#### [Source excerpt]
☆ ☆ ☆ ☆ ☆

And that's when the FBI adopted a strategy that would change the way it conducted investigations forever: the Sting operation. You've probably seen it again and again in TV and movies. — You'd have an undercover informant who'd have this briefcase. — You alone?

Just me and this. And it'd be empty, but the guy he's handing it to thinks it's full of cocaine. And as soon as he hand over the briefcase, the FBI storms in and arrests the person. Miami Vice, you're under arrest. Turn around and put your hands on the bar. You're a cop? April Fool. The drug sting was more than just a fun setup for cop shows. It got results and headlines for the FBI.

Headlines meant promotions for the agents and prosecutors and the prospect of high-paying jobs in the private sector. It also meant more funding for the Bureau, and that meant more informants on the payroll. Some viewed these stings as entrapment, as the FBI tricking people into committing crimes they otherwise wouldn't.

But on the other hand, the FBI was getting drug dealers off the streets. — These sting operations that the FBI was using in drugs, which overwhelmingly targeted people of color, Black men in particular, were seen as all right. It's okay that you set this guy up in a crime because we're really worried about drugs.

While the drug war raged, the number of FBI informants ballooned. But then, on September 11, 2001, America was attacked. And the FBI would turn all the infrastructure and know-how it had built during the war on drugs to the war on terror. After 9/11, you have this enormous explosion where it triples to about 15,000 informants.

They are looking for people who are sympathizers, ready to step over the line to operators. Their job is to find them just as they're making that step over the line.

— The FBI would attack the threat of terrorism the same way it attacked drugs: by using sting operations. — They would send informants into mosques, for example, looking for the loudmouth who was complaining about U.S. foreign policy. And that informant might say, like, "Hey, do you want to do something about it? I can make that happen." And then if the person is receptive, they then wrap them into a plot.

An informant could play a big role in pushing and shaping a terror plot. And the FBI would provide all the resources the target of the investigation would need to move forward, like money, contacts, and even dummy anti-aircraft missiles or bombs. They are creating and making possible crimes that are terrorism in the same way that they did with drugs during the war on drugs.

So instead of an empty briefcase, it's a bomb that doesn't go off. And then when they go to detonate the bomb, that's the bust. But there was one pretty major difference between drug stings and terrorism stings. If the FBI busts a drug dealer trying to buy cocaine, the dealer probably could have gotten the cocaine elsewhere. But it's very unlikely that the suspects caught up in most terrorism stings would have met someone willing to provide all the resources to carry out an attack.

☆ ☆ ☆ ☆ ☆

#### [Provided data]

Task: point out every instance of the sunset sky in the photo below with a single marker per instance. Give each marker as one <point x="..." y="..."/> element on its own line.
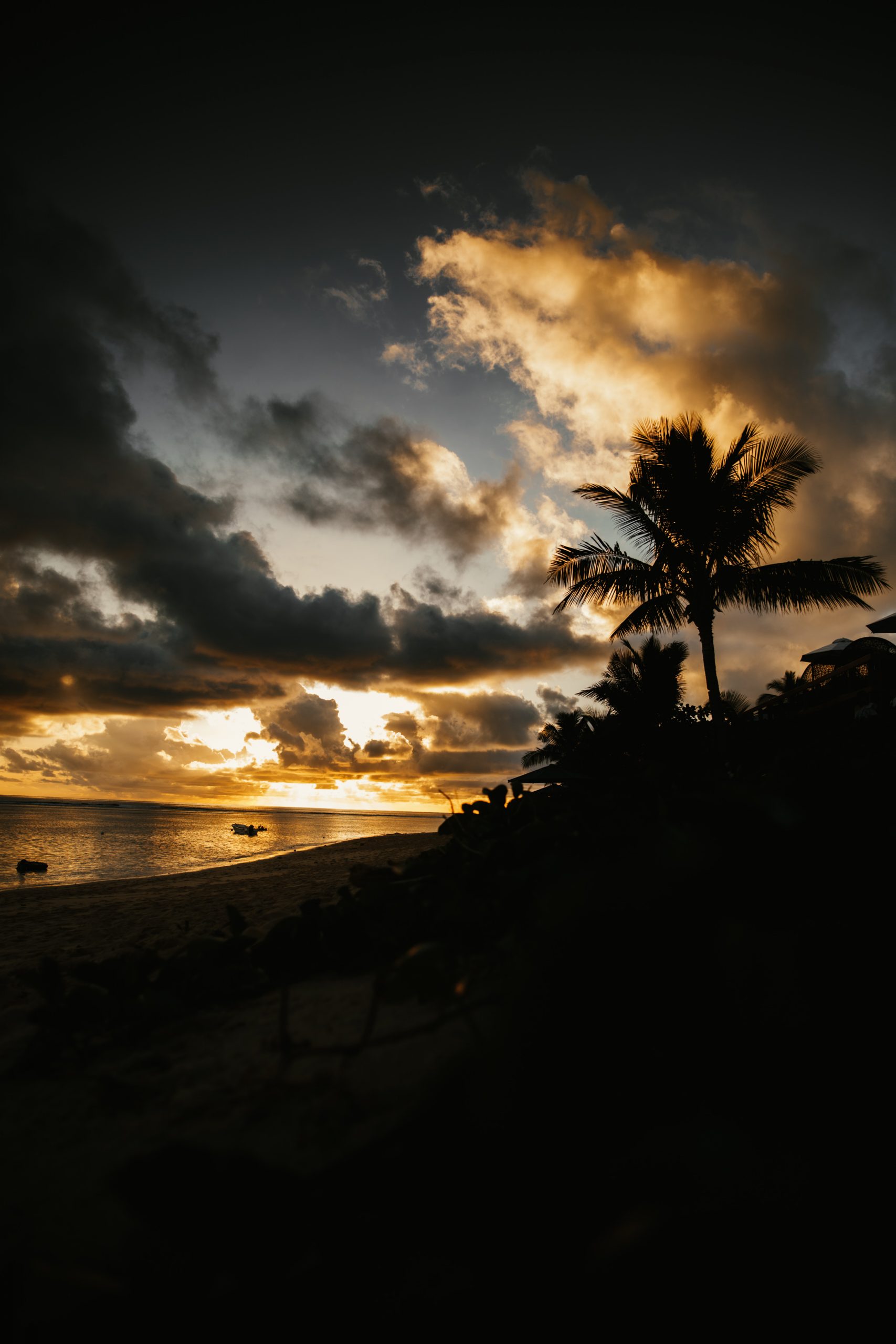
<point x="304" y="368"/>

☆ ☆ ☆ ☆ ☆

#### [Problem to work on]
Continue the passage on FBI sting operations, beginning immediately after its final sentence.

#### [Exercise answer]
That just doesn't happen that often. — There was never a case where someone was, like, building this bomb in his garage, and then the FBI comes in and runs a sting and stops that bomb from going off somewhere. — Aronson has reviewed the over 300 terrorism cases that used informants in the first decade after 9/11. Cases where the FBI claimed to have stopped a plot already in motion. But that, he says, wasn't exactly true.

In most cases, the defendant didn't have the capacity to commit any significant violence on his own and didn't have any connections to real terrorists. These were cases that the FBI made entirely possible. The war on terror really begins to wane starting the fall of ISIS in 2019. The FBI still has all of these powers and these tactics that have been refined and courts have upheld. And so what do they do now?

Around the time Trump was elected president, it was clear that Congress and the public at large was increasingly upset about the rise of right-wing and far-right extremism. Donald Trump's presidency coincided with a dramatic rise in right-wing extremism. There were neo-Nazis marching in the streets of Charlottesville.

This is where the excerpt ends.